▶ Texte présenté
'''

Dans un monde saturé d’écrans, de bruit et de divertissements passifs, il est des gestes simples et puissants qu’il faudrait réhabiliter. Lire de la poésie à ses enfants en fait partie. Car au-delà des rimes jolies et des mots chantants, c’est un chemin vers la beauté, la profondeur et la transmission qui s’ouvre.
Un enfant qui grandit avec la poésie grandit avec un vocabulaire plus riche, une sensibilité plus fine, une intelligence plus vive. La poésie n’est pas un luxe pour lettrés, mais un levier fondamental de développement intellectuel et affectif.
Une émotion en quelques vers
En quelques lignes seulement, un poème peut bouleverser, faire surgir une question existentielle, faire naître une image inoubliable. Le poète, disait le professeur John Senior, est celui qui dit : « Regarde ! Tu ne l’avais jamais vu ainsi. »Lire de la poésie à un enfant, c’est lui apprendre à voir ce que d’autres ne voient pas, à ressentir ce que d’autres ignorent. C’est éveiller ses sens et affûter son esprit.
Un père lisant à voix haute T.S. Eliot ou Robert Frost ne transmet pas simplement des mots : il imprime une mémoire émotionnelle, une voix intérieure que l’enfant portera toute sa vie. Cette transmission orale et affective de la poésie, presque sacrée, fait grandir l’enfant en humanité.
Un terreau fertile pour le langage et la pensée
La poésie est aussi une école de la langue. Par ses images, ses métaphores, ses rythmes, elle enseigne les fondements mêmes du langage et de la pensée. Et contrairement à ce qu’on imagine, les enfants y sont réceptifs : un poème court capte leur attention plus qu’un long discours. Il agit comme une loupe concentrant la lumière, éclairant intensément un fragment du monde.
La maîtrise du langage est le meilleur prédicteur de réussite scolaire future, bien au-delà des mathématiques ou des sciences. Apprendre à manier la langue, c’est apprendre à penser, à comprendre, à argumenter.
Et la poésie joue un rôle central : maîtriser la métaphore, c’est comprendre le monde, disait déjà Robert Frost. Sans éducation poétique, on est mal armé pour aborder aussi bien l’histoire que la science.
La poésie ne sert pas seulement à comprendre, elle aide aussi à ressentir et à guérir. Un enfant hospitalisé ayant accès à des ateliers de poésie voit souvent ses troubles émotionnels (tristesse, colère, fatigue) s’apaiser. Le simple fait de lire ou d’écrire un poème aide à nommer l’indicible, à apprivoiser le chaos intérieur.
Lire des comptines ou des poèmes par cœur avant l’âge de 4 ans augmente significativement les compétences en lecture à 8 ans. Mais au-delà des chiffres, il s’agit d’ancrer dans l’enfance une mémoire affective et un goût pour les mots qui les accompagneront toute leur vie.
Lire un poème à son enfant, c’est poser une pierre dans la construction invisible de son monde intérieur. C’est tendre un fil entre générations, un fil de mots et de voix qui relient, rassurent et élèvent.
Le père qui lit un poème à son fils lui donne plus qu’un moment de partage : il lui lègue un refuge intime contre la brutalité du monde. Et peut-être, plus tard, ce fils lira à son tour, à ses propres enfants, cette même poésie, comme une prière transmise dans le bruissement des pages.

'''

▶ Consigne 1
Répondez aux questions suivantes d'après le texte sur la poésie lue aux enfants.
(a) Quel professeur a dit que le poète est celui qui dit « Regarde ! Tu ne l'avais jamais vu ainsi. » ?
(b) Qu'est-ce qui est présenté comme le meilleur prédicteur de réussite scolaire future ?
(c) Avant quel âge la lecture de comptines ou de poèmes par cœur augmente-t-elle significativement les compétences en lecture à 8 ans ?
▶ Consigne 2
Recopiez tout le passage du texte sur la poésie lue aux enfants, depuis « Lire des comptines » jusqu'à « bruissement des pages. ».
Les entrées proviennent d'une autre source que le texte sur la poésie lue aux enfants.

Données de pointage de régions
'''

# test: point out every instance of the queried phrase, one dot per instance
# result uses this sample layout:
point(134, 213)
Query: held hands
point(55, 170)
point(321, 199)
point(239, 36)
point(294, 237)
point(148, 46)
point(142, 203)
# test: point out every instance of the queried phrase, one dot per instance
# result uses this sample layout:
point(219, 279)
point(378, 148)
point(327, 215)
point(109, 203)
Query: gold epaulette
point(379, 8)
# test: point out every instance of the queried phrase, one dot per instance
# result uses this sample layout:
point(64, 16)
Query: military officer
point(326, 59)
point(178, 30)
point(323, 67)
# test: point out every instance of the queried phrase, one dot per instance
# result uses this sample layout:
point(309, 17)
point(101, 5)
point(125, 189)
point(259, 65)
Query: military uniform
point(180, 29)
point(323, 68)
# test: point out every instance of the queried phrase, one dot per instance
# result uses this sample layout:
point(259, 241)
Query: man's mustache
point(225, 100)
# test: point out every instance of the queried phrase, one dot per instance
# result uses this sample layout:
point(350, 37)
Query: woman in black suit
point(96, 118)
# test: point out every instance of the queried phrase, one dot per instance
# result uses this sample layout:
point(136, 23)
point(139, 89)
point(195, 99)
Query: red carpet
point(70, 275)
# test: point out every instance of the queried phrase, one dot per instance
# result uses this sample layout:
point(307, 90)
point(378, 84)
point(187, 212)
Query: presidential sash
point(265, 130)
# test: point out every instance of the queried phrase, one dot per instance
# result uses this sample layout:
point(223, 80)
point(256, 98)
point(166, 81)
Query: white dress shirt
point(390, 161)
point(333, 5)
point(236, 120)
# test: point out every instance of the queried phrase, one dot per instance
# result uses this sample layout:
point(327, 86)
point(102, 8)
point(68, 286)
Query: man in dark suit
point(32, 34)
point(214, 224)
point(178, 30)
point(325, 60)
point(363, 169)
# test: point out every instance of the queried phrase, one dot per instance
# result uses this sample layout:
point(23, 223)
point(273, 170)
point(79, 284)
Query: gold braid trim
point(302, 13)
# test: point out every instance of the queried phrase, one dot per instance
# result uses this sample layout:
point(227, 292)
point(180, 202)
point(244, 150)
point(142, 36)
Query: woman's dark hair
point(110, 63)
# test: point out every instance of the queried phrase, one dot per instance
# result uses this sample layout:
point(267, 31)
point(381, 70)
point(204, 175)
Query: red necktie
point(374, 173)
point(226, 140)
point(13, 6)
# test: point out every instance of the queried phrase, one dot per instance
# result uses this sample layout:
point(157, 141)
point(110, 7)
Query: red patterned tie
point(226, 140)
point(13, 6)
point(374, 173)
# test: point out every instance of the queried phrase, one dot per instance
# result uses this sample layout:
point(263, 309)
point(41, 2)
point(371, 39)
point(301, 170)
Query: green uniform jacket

'''

▶ Corrigé 1
(a) John Senior.
(b) La maîtrise du langage.
(c) Avant l'âge de 4 ans.

▶ Corrigé 2
Lire des comptines ou des poèmes par cœur avant l’âge de 4 ans augmente significativement les compétences en lecture à 8 ans. Mais au-delà des chiffres, il s’agit d’ancrer dans l’enfance une mémoire affective et un goût pour les mots qui les accompagneront toute leur vie.
Lire un poème à son enfant, c’est poser une pierre dans la construction invisible de son monde intérieur. C’est tendre un fil entre générations, un fil de mots et de voix qui relient, rassurent et élèvent.
Le père qui lit un poème à son fils lui donne plus qu’un moment de partage : il lui lègue un refuge intime contre la brutalité du monde. Et peut-être, plus tard, ce fils lira à son tour, à ses propres enfants, cette même poésie, comme une prière transmise dans le bruissement des pages.